**EXERCISE MATERIAL**
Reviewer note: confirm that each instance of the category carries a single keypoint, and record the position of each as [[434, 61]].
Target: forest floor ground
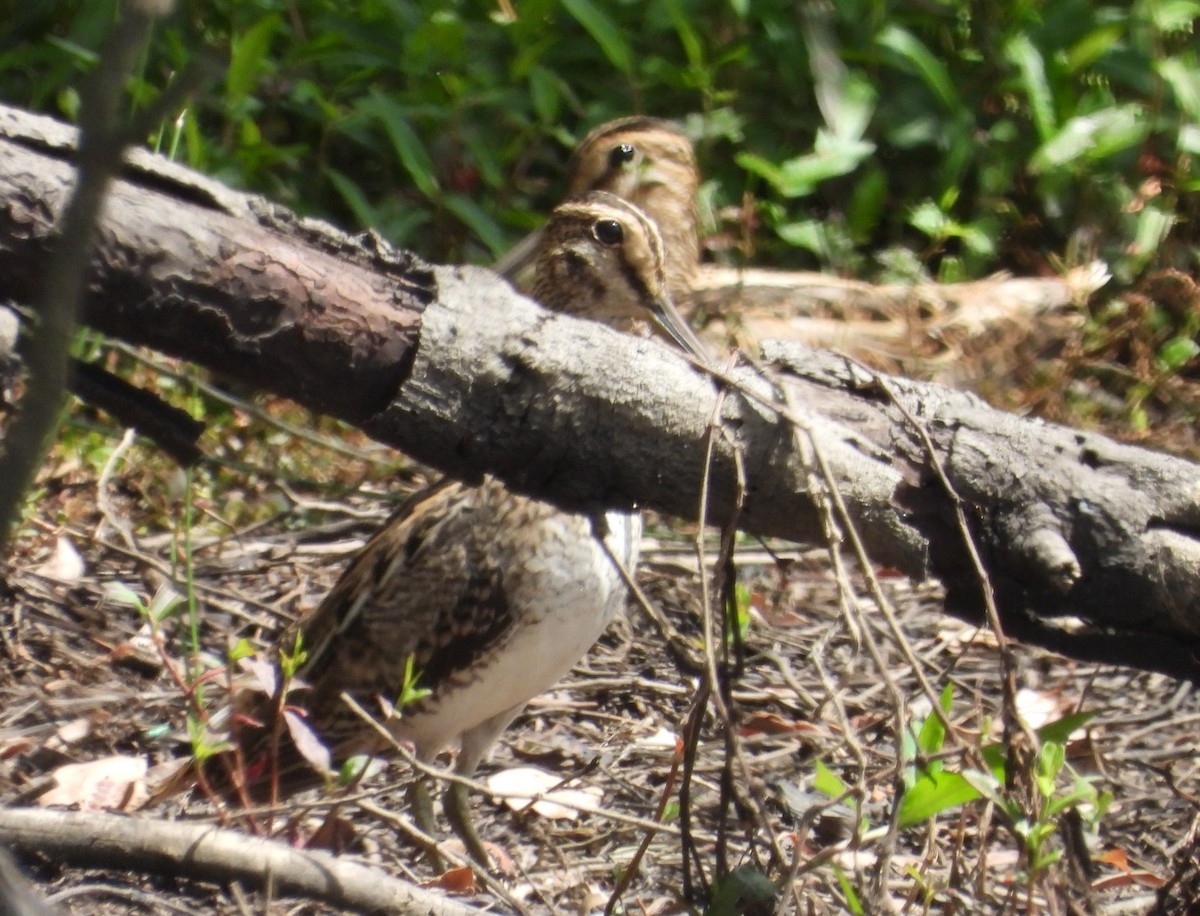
[[825, 684]]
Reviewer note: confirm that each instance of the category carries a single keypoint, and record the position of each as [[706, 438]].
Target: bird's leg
[[421, 803], [475, 743], [457, 807]]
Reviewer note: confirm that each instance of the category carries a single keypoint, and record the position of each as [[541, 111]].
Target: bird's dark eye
[[607, 232], [621, 155]]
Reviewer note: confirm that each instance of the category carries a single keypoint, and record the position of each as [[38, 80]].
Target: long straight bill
[[677, 328]]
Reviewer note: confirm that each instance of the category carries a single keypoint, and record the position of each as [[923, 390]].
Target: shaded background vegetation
[[891, 141]]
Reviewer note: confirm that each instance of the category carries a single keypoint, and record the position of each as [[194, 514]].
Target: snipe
[[486, 596]]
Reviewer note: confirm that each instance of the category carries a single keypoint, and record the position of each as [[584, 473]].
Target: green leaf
[[1185, 83], [1174, 16], [544, 94], [353, 197], [484, 227], [1177, 352], [827, 782], [605, 33], [799, 177], [1027, 59], [934, 792], [408, 147], [247, 55], [1091, 137], [912, 52]]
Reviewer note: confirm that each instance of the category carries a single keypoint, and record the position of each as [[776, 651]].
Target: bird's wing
[[426, 587]]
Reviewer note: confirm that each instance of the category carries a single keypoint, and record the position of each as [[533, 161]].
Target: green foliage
[[975, 135], [930, 786]]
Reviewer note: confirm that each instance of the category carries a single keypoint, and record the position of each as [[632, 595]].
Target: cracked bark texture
[[1092, 546]]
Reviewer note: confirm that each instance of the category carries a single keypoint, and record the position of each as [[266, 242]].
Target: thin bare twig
[[102, 141]]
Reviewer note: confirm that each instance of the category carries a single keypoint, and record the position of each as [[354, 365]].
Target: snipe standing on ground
[[490, 597], [649, 162]]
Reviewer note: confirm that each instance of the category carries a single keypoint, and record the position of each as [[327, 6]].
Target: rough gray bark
[[1091, 545]]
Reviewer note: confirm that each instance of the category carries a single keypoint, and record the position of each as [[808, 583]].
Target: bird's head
[[633, 157], [601, 258]]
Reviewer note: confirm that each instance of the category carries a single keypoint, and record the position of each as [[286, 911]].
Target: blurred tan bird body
[[489, 597], [649, 162]]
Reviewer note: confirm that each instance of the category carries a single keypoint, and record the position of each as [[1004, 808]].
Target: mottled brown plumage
[[651, 163], [491, 594]]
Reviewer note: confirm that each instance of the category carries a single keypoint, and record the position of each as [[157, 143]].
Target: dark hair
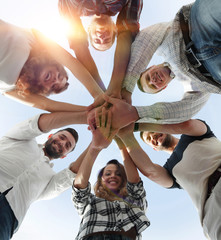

**GIVEN REQUEST**
Rewrite all of the material above, changing every "Target" to "Label" and keeping everything else the same. Leave out the pictures.

**FULL ANSWER**
Reviewer note: confirm that each instance of the category carries a single keypoint, and record the position of each as [[434, 61]].
Label: forest floor ground
[[825, 684]]
Reviewer note: confirm that each instance of the category carries a single keypoint, and record the position of each as [[706, 438]].
Label: bird's leg
[[421, 803], [475, 743], [457, 807]]
Reviewer note: confirm that each instance of the category carries a single keypoint, and record the position of each as [[541, 111]].
Label: bird's dark eye
[[607, 232], [621, 155]]
Reviewer note: confirm that each instance of the category carries a single keypoint, and record the position of each as [[38, 80]].
Label: long straight bill
[[677, 328]]
Reviewer note: confirm that each instance of the category carries a single keypoint, and record the position of each as [[923, 390]].
Label: shaded background vegetation
[[891, 141]]
Reviewer note: confirm that each instance of the category carries a single keypoint, and record the position of each as [[194, 514]].
Label: snipe
[[486, 596]]
Reviewer note: confirm that each instance of the category carries a single keypoint, and record the position of each as [[584, 473]].
Label: green leaf
[[1185, 83], [1174, 16], [544, 94], [353, 197], [484, 227], [1177, 352], [827, 782], [605, 33], [799, 177], [1027, 59], [934, 792], [408, 147], [247, 55], [1091, 137], [912, 52]]
Reviewer note: confirm that each instance of the category carries a single keypoint, and record the position of each as [[776, 651]].
Label: bird's wing
[[426, 587]]
Reviewer note: confirm that each instance of the category carries a single keypoint, and record the position of each as [[533, 161]].
Label: green foliage
[[975, 135], [930, 786]]
Reviewer note: confirm that each instance of the category carries a single keypoint, and record the position of each as [[632, 595]].
Label: cracked bark texture
[[1092, 546]]
Reviewer note: confirm that each instance of the category carries a single keypoint, and record the position of each as [[266, 242]].
Label: thin bare twig
[[102, 141]]
Reviewer note: confirm that each instance of the category carries a single keypoint, and record the position of each as [[354, 365]].
Label: snipe standing on ground
[[490, 597], [649, 162]]
Reviewer note: confirm that each instance of the category carries a single keypoint, and record the position of each as [[327, 6]].
Label: rough gray bark
[[1091, 545]]
Reviewer note: confirm that each instance of the category carries a single keypoint, and record the position of each as [[808, 583]].
Label: bird's head
[[633, 157], [601, 258]]
Reviewer note: confirm that each instance of the category carries a single keypoint, and record the position of each as [[286, 911]].
Label: blurred tan bird body
[[489, 597], [649, 162]]
Reviewer note: confirm that each instance of the category carries a single keypoint, and record the position of each as [[1004, 808]].
Label: mottled brown plumage
[[651, 163], [491, 594]]
Reviewer note: confirm that each instance of the category carries a single keypoint, and record the position of each as [[157, 143]].
Label: dark hair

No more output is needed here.